図面は、水洗い処理後の被洗浄物に付着した水分を分離・除去する際に用いられる水切り乾燥装置及び水切り乾燥方法を示し、図1及び図2に於いて、この水切り乾燥装置1は、水洗い処理された被洗浄物Aの搬入が許容される搬入口2aを処理室2左側部に設け、水切り乾燥された被洗浄物Aの搬出が許容される搬出口2bを処理室2右側部に設けている。
【0026】
処理室2内の中央部には、被洗浄物Aから水分を分離・除去するための処理槽3を配置している。処理槽3内部には、被洗浄物Aを浸漬するための洗浄液Bが貯液された浸漬槽4を配置している。浸漬槽4に貯液された洗浄液Bの液面上には、洗浄液Bの蒸気Baからなる蒸気層5を備えている。処理槽3右側部には、蒸気層5から取り出された被洗浄物Aを加熱するための遠赤外線ヒータ6,6を配置している。
【0027】
搬入口2aに配置した搬入コンベヤ7は、水洗い処理された被洗浄物Aを処理室2左側内部に搬入する。搬出口2bに配置した搬出コンベヤ8は、水切り乾燥された被洗浄物Aを処理室2右側外部へ搬出する。また、搬入口2a及び搬出口2bは、被洗浄物Aが通過する直前に開放され、被洗浄物Aが通過した直後に閉塞される。
【0028】
処理槽3上方に配置した運搬装置9は、プレート状の被洗浄物Aが個々に保持される左右一対の運搬体9a,9bを、モータ等により処理槽3の左側上方と右側上方へ水平移動可能に設けるとともに、処理槽3の左側上方と右側上方への水平移動が許容される上昇位置と、下記の動作が許容される降下位置とに垂直昇降可能に設けている。
【0029】
つまり、運搬体9a,9bを処理槽3左側上方へ移動した際に垂直降下させ、処理槽3左側部の搬入コンベヤ7に載置された被洗浄物Aを左側運搬体9aで保持する動作と、浸漬槽4の洗浄液Bに浸漬された被洗浄物Aを右側運搬体9bで保持する動作を行う。

** 提供された記録 **
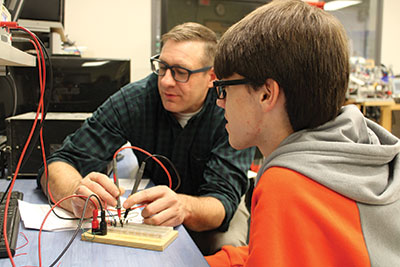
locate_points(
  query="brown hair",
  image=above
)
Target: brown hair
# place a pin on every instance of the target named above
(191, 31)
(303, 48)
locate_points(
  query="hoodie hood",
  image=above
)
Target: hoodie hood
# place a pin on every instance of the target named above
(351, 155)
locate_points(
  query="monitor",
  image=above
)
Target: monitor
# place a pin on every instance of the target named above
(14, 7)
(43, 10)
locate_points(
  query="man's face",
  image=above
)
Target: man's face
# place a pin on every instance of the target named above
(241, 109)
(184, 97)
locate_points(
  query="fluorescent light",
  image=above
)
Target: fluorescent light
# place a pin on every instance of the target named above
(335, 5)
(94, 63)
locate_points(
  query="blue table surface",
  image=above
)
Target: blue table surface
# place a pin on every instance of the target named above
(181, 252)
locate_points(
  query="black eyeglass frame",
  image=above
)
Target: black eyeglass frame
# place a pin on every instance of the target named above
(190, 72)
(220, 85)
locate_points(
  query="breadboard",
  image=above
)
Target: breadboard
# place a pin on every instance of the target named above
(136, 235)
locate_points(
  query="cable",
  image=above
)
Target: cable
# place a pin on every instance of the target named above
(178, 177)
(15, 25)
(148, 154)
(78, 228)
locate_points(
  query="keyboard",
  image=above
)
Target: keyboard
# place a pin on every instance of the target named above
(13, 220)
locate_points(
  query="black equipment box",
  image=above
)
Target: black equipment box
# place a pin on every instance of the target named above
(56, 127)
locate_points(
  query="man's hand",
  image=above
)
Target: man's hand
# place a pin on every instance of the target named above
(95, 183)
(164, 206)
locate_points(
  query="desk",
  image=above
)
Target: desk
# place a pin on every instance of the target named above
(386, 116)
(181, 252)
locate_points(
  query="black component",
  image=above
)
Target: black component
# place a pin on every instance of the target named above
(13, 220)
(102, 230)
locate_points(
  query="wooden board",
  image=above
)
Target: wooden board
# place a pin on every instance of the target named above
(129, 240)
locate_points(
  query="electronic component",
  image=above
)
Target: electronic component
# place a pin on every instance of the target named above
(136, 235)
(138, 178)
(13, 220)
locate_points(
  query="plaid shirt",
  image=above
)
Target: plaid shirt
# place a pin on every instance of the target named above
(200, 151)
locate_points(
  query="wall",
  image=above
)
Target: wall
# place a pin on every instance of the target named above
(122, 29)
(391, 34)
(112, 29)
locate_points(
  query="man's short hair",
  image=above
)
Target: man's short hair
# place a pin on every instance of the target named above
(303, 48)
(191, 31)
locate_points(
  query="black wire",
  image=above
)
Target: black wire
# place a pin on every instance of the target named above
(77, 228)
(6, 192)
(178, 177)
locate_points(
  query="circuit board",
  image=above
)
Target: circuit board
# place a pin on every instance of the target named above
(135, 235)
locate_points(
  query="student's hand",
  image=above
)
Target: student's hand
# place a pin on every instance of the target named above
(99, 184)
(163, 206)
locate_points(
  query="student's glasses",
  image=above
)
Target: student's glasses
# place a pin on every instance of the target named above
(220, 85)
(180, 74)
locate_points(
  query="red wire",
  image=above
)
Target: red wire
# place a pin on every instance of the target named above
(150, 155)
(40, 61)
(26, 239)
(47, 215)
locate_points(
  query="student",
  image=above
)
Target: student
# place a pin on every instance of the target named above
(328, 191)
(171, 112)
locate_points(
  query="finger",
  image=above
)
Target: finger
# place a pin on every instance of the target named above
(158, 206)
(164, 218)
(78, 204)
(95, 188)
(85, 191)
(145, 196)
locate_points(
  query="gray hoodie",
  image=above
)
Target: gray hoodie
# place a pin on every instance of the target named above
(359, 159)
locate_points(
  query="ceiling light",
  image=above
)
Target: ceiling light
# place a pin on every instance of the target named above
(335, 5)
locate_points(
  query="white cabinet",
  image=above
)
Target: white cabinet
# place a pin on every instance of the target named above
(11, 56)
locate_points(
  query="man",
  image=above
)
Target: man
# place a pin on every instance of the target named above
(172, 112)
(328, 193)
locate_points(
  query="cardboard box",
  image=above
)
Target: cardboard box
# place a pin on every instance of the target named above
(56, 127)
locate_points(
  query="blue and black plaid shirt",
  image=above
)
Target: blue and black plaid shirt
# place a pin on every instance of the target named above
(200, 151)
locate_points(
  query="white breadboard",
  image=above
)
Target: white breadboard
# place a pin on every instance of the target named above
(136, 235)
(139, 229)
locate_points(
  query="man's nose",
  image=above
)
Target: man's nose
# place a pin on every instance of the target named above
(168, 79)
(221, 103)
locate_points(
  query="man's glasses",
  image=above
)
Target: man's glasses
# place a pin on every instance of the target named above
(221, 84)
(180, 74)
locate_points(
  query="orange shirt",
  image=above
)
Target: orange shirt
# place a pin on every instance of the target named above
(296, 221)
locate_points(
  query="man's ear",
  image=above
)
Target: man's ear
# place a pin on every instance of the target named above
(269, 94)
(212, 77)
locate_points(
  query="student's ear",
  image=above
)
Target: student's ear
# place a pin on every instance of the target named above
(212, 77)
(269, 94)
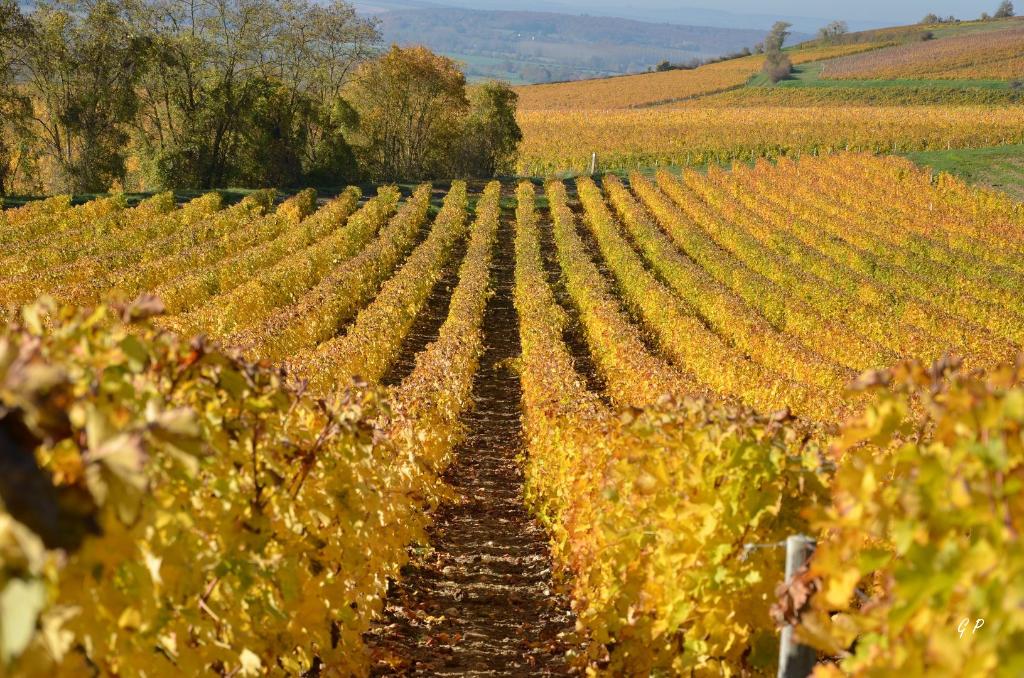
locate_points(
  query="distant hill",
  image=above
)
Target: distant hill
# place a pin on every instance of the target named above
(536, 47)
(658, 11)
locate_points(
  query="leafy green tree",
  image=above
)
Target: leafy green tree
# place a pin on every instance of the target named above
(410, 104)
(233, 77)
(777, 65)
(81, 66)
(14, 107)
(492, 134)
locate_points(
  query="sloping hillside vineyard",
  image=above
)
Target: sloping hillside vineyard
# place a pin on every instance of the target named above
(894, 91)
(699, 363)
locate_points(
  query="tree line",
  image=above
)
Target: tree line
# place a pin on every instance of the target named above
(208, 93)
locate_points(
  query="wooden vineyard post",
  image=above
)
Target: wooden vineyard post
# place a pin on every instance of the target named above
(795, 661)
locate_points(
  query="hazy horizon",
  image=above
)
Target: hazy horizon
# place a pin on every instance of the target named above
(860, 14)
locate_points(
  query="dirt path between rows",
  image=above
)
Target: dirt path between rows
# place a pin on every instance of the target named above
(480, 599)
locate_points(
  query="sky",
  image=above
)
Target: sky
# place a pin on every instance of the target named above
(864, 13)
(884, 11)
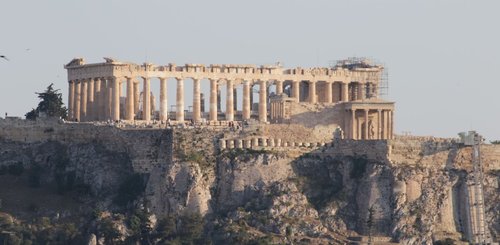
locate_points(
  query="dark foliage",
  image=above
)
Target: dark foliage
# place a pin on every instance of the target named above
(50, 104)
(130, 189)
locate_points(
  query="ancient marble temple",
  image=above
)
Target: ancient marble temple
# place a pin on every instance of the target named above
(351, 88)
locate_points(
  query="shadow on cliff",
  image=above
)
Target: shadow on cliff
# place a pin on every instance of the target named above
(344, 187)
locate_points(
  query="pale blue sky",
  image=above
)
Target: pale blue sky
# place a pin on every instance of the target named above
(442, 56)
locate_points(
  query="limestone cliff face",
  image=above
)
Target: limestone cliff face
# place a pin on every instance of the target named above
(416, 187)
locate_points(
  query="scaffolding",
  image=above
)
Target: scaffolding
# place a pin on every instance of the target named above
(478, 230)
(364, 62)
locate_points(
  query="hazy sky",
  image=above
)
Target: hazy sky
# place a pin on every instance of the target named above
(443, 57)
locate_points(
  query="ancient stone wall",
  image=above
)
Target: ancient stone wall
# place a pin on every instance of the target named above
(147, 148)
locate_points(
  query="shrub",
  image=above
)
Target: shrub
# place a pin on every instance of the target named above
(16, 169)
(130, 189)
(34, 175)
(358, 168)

** 必須課題 **
1 - 引用文について、次の問いに答えよ。
(a) 浸漬槽4に貯液されているものは何か。
(b) 遠赤外線ヒータ6,6は処理槽3のどこに配置されているか。
(c) 搬入口2a及び搬出口2bは、どの時点で閉塞されるか。
2 - 記録を絞り込み、文字列「distant」を含む行をすべて書き出してください。
引用文と記録は互いに無関係である。

** 課題別の解答 **
1 -
(a) 洗浄液B
(b) 処理槽3右側部
(c) 被洗浄物Aが通過した直後

2 -
  query="distant hill",
Target: distant hill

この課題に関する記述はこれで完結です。